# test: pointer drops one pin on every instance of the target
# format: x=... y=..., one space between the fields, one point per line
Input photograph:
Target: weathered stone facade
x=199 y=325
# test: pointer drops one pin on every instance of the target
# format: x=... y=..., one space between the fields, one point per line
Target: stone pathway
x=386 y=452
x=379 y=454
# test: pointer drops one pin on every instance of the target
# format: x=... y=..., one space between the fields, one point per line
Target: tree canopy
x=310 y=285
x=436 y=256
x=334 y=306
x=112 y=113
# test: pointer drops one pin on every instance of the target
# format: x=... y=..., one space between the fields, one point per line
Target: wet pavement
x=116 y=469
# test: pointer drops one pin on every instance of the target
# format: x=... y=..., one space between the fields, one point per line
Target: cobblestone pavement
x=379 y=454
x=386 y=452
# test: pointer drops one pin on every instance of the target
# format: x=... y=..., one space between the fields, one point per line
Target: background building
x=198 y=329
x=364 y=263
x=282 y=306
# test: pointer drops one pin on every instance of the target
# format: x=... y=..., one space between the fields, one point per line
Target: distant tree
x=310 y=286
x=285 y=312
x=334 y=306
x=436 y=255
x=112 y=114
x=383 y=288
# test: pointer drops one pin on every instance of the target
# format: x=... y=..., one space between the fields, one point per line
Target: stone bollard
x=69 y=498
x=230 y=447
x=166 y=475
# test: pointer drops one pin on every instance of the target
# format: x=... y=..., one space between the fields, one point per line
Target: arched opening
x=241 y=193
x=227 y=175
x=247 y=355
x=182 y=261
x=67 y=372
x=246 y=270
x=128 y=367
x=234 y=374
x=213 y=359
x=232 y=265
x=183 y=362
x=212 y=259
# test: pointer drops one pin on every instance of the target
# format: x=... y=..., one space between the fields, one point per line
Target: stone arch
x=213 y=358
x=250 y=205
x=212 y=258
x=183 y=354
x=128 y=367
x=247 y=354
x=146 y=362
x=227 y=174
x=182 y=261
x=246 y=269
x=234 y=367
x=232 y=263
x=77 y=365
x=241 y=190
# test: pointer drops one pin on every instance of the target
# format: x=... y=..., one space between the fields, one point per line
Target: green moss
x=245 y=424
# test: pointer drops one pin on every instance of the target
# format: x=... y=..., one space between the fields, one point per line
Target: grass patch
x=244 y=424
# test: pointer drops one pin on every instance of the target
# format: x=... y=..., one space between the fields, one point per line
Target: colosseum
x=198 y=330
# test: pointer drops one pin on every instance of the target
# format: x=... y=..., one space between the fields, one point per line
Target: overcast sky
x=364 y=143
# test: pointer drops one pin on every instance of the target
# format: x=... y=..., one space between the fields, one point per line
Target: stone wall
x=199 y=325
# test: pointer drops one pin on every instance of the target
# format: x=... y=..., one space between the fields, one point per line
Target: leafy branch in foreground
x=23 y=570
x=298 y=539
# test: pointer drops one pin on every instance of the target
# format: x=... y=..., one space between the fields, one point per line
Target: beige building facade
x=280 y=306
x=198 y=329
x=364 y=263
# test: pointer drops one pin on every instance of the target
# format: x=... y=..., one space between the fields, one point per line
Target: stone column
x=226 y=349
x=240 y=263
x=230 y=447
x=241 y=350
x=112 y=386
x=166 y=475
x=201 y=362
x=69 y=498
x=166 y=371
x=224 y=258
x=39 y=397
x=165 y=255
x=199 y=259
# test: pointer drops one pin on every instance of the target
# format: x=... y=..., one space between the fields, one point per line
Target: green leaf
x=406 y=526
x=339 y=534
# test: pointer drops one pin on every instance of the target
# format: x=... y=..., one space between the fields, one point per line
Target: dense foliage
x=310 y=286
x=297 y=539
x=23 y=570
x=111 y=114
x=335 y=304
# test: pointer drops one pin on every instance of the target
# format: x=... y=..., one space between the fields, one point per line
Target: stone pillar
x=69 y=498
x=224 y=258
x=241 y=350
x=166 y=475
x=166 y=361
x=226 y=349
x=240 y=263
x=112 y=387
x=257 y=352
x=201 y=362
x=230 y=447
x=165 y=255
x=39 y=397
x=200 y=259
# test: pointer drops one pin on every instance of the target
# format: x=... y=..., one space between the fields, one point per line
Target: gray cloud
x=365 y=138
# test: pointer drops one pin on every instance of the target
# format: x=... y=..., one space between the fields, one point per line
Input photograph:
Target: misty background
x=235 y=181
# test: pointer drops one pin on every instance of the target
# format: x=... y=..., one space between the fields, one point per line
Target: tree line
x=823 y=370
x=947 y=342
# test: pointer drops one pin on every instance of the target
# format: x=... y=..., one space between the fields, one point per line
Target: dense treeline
__________
GIVEN PROBLEM: Copy every line exactly. Leave nothing out.

PROBLEM SOLUTION:
# test: pointer drops one pin on every instance of the target
# format: x=... y=..., one space between the fields, one point per line
Input photograph:
Target: weathered stone facade
x=199 y=325
# test: pointer drops one pin on every instance of the target
# format: x=... y=..., one space between the fields, one point per line
Target: stone pathway
x=386 y=452
x=379 y=454
# test: pointer drops one pin on every instance of the target
# format: x=... y=..., one space between the fields, one point per line
Target: tree canopy
x=310 y=285
x=436 y=256
x=334 y=306
x=112 y=113
# test: pointer drops one pin on every instance of the target
# format: x=... y=..., one space between the fields, one point per line
Target: wet pavement
x=116 y=469
# test: pointer drops one pin on every instance of the target
# format: x=... y=..., one space between the fields, one point per line
Target: cobblestone pavement
x=379 y=454
x=386 y=452
# test: pointer drops one pin on every instance of the target
# format: x=... y=..., one space between the fields, one point per line
Target: background building
x=198 y=329
x=364 y=263
x=282 y=306
# test: pointer drops one pin on every instance of the target
# format: x=... y=..., one space between the fields, one point per line
Target: distant tree
x=310 y=286
x=285 y=312
x=334 y=306
x=436 y=255
x=112 y=114
x=383 y=288
# test: pointer drops one pin on every instance of the target
# format: x=... y=..., one space between the fields, one point per line
Target: stone bollard
x=69 y=498
x=230 y=447
x=166 y=475
# test: pointer drops one pin on every instance of the target
# format: x=... y=..., one space between the fields, one point per line
Target: arched opening
x=241 y=193
x=227 y=175
x=247 y=355
x=182 y=261
x=67 y=372
x=246 y=270
x=128 y=367
x=234 y=374
x=213 y=359
x=232 y=265
x=183 y=362
x=212 y=259
# test: pointer drops one pin on every instance of the target
# format: x=... y=..., one space between the fields, one point per line
Target: stone arch
x=213 y=358
x=250 y=205
x=212 y=258
x=183 y=354
x=128 y=367
x=247 y=354
x=146 y=362
x=227 y=174
x=182 y=261
x=246 y=269
x=234 y=367
x=232 y=263
x=77 y=365
x=241 y=190
# test: pointer drops one pin on every instance of the target
# format: x=... y=..., one space between the fields, one point per line
Target: green moss
x=245 y=424
# test: pointer drops one pin on every instance of the target
# format: x=... y=..., one space between the fields, one point per line
Target: grass patch
x=244 y=424
# test: pointer drops one pin on every instance of the target
# format: x=... y=..., one space between the fields, one point per line
Target: colosseum
x=198 y=330
# test: pointer drops one pin on every instance of the target
# format: x=... y=..., one space between the fields, one point per line
Target: overcast sky
x=364 y=143
# test: pointer drops one pin on every instance of the target
# format: x=... y=..., one space between the fields, one point per line
Target: stone wall
x=199 y=325
# test: pointer drops one pin on every instance of the target
# format: x=... y=..., one space between the fields, one point per line
Target: leafy branch in foreground
x=23 y=570
x=298 y=539
# test: pointer drops one pin on every instance of the target
# format: x=... y=..., one space between the fields, one point per line
Target: beige building facade
x=280 y=306
x=198 y=329
x=364 y=263
# test: pointer drops one pin on every instance of the target
# format: x=... y=..., one space between the fields, one point per line
Target: stone column
x=226 y=349
x=240 y=263
x=230 y=447
x=241 y=350
x=112 y=386
x=166 y=475
x=201 y=362
x=69 y=498
x=166 y=371
x=224 y=258
x=39 y=397
x=165 y=255
x=199 y=259
# test: pointer drops one pin on every instance of the target
# format: x=... y=..., one space between the fields, one point per line
Target: green leaf
x=406 y=526
x=339 y=534
# test: pointer drops one pin on every instance of the target
# format: x=... y=..., one space between the fields, one point per line
Target: dense foliage
x=310 y=286
x=297 y=539
x=23 y=570
x=111 y=114
x=335 y=304
# test: pointer drops one pin on every instance of the target
# format: x=... y=..., one space between the fields, one point per line
Target: stone pillar
x=69 y=498
x=224 y=258
x=241 y=350
x=166 y=475
x=166 y=361
x=226 y=349
x=240 y=263
x=112 y=387
x=257 y=352
x=201 y=362
x=230 y=447
x=165 y=255
x=39 y=397
x=200 y=259
# test: pointer drops one pin on every instance of the target
# format: x=... y=..., one space between the fields, one point per line
Target: gray cloud
x=365 y=138
# test: pointer drops one pin on every instance of the target
# format: x=... y=..., one space between the fields, one point per line
Input photograph:
Target: misty background
x=235 y=181
# test: pointer drops one pin on every instance of the target
# format: x=... y=..., one space between the fields, one point per line
Target: tree line
x=823 y=370
x=947 y=342
# test: pointer drops one pin on every instance of the target
# format: x=... y=..., one space between the fields, one point per line
Target: dense treeline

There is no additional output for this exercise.